■ Short exercise 1:
In the passage on the 1918 agricultural communes, condense the paragraph beginning "The agricultural communes were in most cases organised by peasants" into a brief bulleted list that keeps its main facts.
■ Short exercise 2:
Reproduce word for word the portion of the passage on the 1918 agricultural communes starting with "The agricultural communes" and going on through "of the commune.".

The months of February and March [1918] were a time for distributing livestock and equipment seized from the landowners in the autumn of 1917 and for dividing up the landed estates among the volunteers, the peasants and workers organised in agricultural communes. That this was a decisive moment, both in the construction of a new life and in the defence construction, was apparent to all the toilers of the district. Former line soldiers, under the leadership of the Revolutionary Committee occupied with the transfer into a communal fund of all the equipment and livestock from the landlords’ estates and from the wealthy smallholders, leaving their owners two pairs of horses, one or two cows (depending on the size of the family), a plough, a seeder, a mower and a pitchfork, while the peasants went into the fields to finish the job of redistributing the land begun the previous autumn. At the same time, some of the peasants and workers, having already organised themselves into rural communes in the autumn, left their villages with their families and occupied the former, landlords’ estates, ignoring the fact that the Red Guard detachments of the Bolshevik-Left SR bloc had, in accordance with their treaty with the Austrian and German emperors, already evacuated the Ukraine, leaving it to fight with its small revolutionary-military formations an unequal battle against regular Austrian and German units assisted by detachments of the Ukrainian Central Rada. They settled there, nevertheless, losing no time in preparing their forces: part to carry on the spring work in the communes, and part to form battle detachments to defend the revolution and its gains, which the revolutionary toilers, if not everywhere, then in many districts, had won by themselves step by step, thereby setting an example for the whole country.
The agricultural communes were in most cases organised by peasants, though sometimes their composition was a mixture of peasants and workmen. Their organisation was based on the equality and solidarity of the members. All members of these communes — both men and women applied themselves willingly to their tasks, whether in the field or the household. The kitchens and dining rooms were communal. But any members of the commune who wanted to cook separately for themselves and their children, or to take food from the communal kitchen and eat it in their own quarters, met with no objection from the other members of the commune.
Every member of the commune, or even a whole group of members, might arrange matters of food as they thought best, as long as they informed the commune in advance, so that all the members would know about it and could make the necessary preparations in the communal kitchen and storehouse. From experience it was necessary for the members of the commune to rise in good time in the morning to tend the oxen, horses, an other animals, and to perform other kinds of work. A member could at any time absent himself from the commune as long as he gave advance notice of this to the comrades with whom he worked most closely on communal tasks, so that the latter could cope with the work during his absence. This was the case during working periods. But during periods of rest (Sunday was considered a day of rest) all members of the commune took it in turns to go off on trips.

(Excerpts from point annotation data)
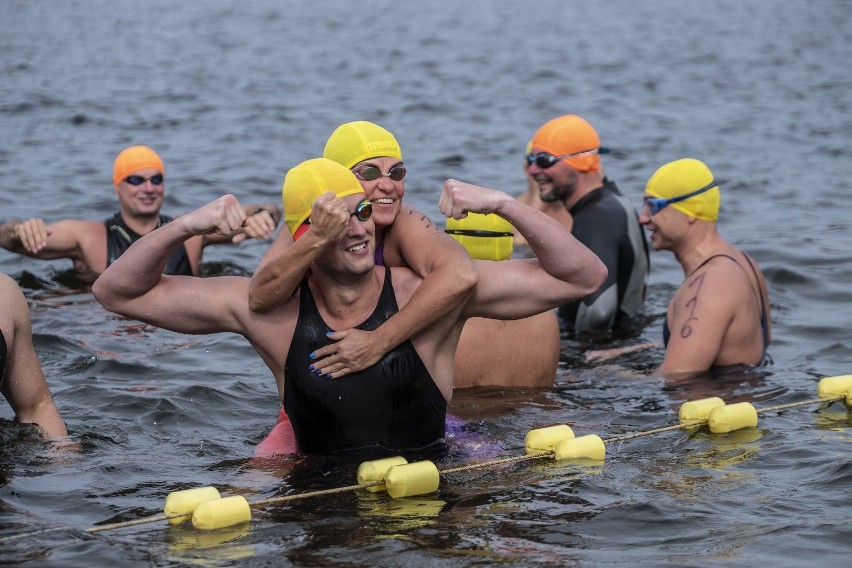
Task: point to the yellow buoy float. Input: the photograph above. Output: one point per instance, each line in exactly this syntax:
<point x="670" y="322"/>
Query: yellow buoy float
<point x="834" y="386"/>
<point x="732" y="417"/>
<point x="377" y="470"/>
<point x="544" y="439"/>
<point x="186" y="501"/>
<point x="407" y="480"/>
<point x="589" y="447"/>
<point x="695" y="410"/>
<point x="221" y="513"/>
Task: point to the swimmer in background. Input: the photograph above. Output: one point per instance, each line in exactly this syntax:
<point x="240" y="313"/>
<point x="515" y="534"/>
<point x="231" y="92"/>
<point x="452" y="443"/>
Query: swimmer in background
<point x="719" y="317"/>
<point x="139" y="184"/>
<point x="502" y="353"/>
<point x="400" y="402"/>
<point x="21" y="378"/>
<point x="404" y="237"/>
<point x="564" y="161"/>
<point x="531" y="197"/>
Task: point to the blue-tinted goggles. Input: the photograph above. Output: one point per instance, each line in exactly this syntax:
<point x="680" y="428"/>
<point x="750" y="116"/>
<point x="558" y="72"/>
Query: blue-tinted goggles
<point x="655" y="204"/>
<point x="156" y="179"/>
<point x="544" y="160"/>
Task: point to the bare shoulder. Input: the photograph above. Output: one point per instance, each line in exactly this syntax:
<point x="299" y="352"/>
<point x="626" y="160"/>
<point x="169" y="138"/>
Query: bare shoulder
<point x="410" y="219"/>
<point x="405" y="283"/>
<point x="718" y="283"/>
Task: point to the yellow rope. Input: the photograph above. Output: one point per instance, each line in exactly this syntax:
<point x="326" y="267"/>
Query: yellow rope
<point x="470" y="467"/>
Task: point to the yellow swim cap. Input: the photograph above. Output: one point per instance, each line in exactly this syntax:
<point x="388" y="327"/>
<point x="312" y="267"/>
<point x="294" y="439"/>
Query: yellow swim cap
<point x="357" y="141"/>
<point x="310" y="179"/>
<point x="686" y="176"/>
<point x="486" y="237"/>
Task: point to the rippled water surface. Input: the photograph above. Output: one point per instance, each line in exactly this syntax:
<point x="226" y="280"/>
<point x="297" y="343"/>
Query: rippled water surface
<point x="232" y="94"/>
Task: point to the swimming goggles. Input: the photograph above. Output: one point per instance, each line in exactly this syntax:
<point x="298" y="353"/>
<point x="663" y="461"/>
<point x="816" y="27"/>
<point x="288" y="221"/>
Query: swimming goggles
<point x="156" y="179"/>
<point x="369" y="173"/>
<point x="655" y="204"/>
<point x="362" y="212"/>
<point x="544" y="160"/>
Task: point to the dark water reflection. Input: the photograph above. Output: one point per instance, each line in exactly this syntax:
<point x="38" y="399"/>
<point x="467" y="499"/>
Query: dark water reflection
<point x="232" y="94"/>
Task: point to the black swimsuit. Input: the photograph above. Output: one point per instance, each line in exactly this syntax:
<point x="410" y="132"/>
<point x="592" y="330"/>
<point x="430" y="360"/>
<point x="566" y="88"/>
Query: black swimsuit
<point x="764" y="323"/>
<point x="2" y="355"/>
<point x="394" y="404"/>
<point x="120" y="237"/>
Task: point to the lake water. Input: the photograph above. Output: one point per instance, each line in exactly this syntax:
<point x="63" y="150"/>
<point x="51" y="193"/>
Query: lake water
<point x="231" y="94"/>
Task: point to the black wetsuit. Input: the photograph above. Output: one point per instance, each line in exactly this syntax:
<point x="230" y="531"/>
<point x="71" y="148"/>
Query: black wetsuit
<point x="606" y="222"/>
<point x="764" y="316"/>
<point x="120" y="237"/>
<point x="394" y="404"/>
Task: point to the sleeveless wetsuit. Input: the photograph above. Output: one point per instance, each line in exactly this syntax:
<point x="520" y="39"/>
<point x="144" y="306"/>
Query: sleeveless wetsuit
<point x="764" y="316"/>
<point x="394" y="404"/>
<point x="120" y="237"/>
<point x="606" y="222"/>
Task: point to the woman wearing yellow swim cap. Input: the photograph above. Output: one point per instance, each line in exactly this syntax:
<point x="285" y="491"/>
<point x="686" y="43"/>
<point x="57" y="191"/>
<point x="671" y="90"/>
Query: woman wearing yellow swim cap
<point x="404" y="237"/>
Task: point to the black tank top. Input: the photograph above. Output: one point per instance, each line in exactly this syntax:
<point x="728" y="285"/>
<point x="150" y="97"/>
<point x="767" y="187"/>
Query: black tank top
<point x="2" y="356"/>
<point x="120" y="237"/>
<point x="394" y="404"/>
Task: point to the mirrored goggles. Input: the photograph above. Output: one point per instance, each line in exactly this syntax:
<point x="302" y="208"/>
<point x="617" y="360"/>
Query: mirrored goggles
<point x="156" y="179"/>
<point x="370" y="173"/>
<point x="656" y="204"/>
<point x="544" y="160"/>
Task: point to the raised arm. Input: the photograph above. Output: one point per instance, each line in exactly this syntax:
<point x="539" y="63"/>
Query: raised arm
<point x="34" y="238"/>
<point x="23" y="383"/>
<point x="134" y="285"/>
<point x="563" y="269"/>
<point x="261" y="221"/>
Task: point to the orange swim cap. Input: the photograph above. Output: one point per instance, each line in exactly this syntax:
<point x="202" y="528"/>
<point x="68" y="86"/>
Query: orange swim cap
<point x="133" y="159"/>
<point x="570" y="134"/>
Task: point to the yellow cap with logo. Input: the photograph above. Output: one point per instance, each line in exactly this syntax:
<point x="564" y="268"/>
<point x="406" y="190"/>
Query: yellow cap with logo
<point x="310" y="179"/>
<point x="486" y="237"/>
<point x="684" y="176"/>
<point x="357" y="141"/>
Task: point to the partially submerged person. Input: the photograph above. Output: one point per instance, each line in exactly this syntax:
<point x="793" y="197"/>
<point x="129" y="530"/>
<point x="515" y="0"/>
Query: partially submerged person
<point x="531" y="196"/>
<point x="503" y="353"/>
<point x="21" y="378"/>
<point x="398" y="403"/>
<point x="404" y="237"/>
<point x="564" y="160"/>
<point x="720" y="314"/>
<point x="139" y="184"/>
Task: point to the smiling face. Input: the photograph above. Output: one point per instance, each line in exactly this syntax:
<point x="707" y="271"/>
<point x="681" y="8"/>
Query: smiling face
<point x="665" y="228"/>
<point x="384" y="193"/>
<point x="351" y="253"/>
<point x="144" y="200"/>
<point x="555" y="183"/>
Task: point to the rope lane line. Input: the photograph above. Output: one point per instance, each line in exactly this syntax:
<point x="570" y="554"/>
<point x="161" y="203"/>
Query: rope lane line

■ Worked solution 1:
- Most communes were organized by peasants, though some mixed peasants and workers.
- They were based on the equality and solidarity of their members.
- All members, men and women alike, worked willingly in the field or the household.
- Kitchens and dining rooms were communal.
- Members could cook separately for themselves and their children, or eat food from the communal kitchen in their own quarters, without objection from others.

■ Worked solution 2:
The agricultural communes were in most cases organised by peasants, though sometimes their composition was a mixture of peasants and workmen. Their organisation was based on the equality and solidarity of the members. All members of these communes — both men and women applied themselves willingly to their tasks, whether in the field or the household. The kitchens and dining rooms were communal. But any members of the commune who wanted to cook separately for themselves and their children, or to take food from the communal kitchen and eat it in their own quarters, met with no objection from the other members of the commune.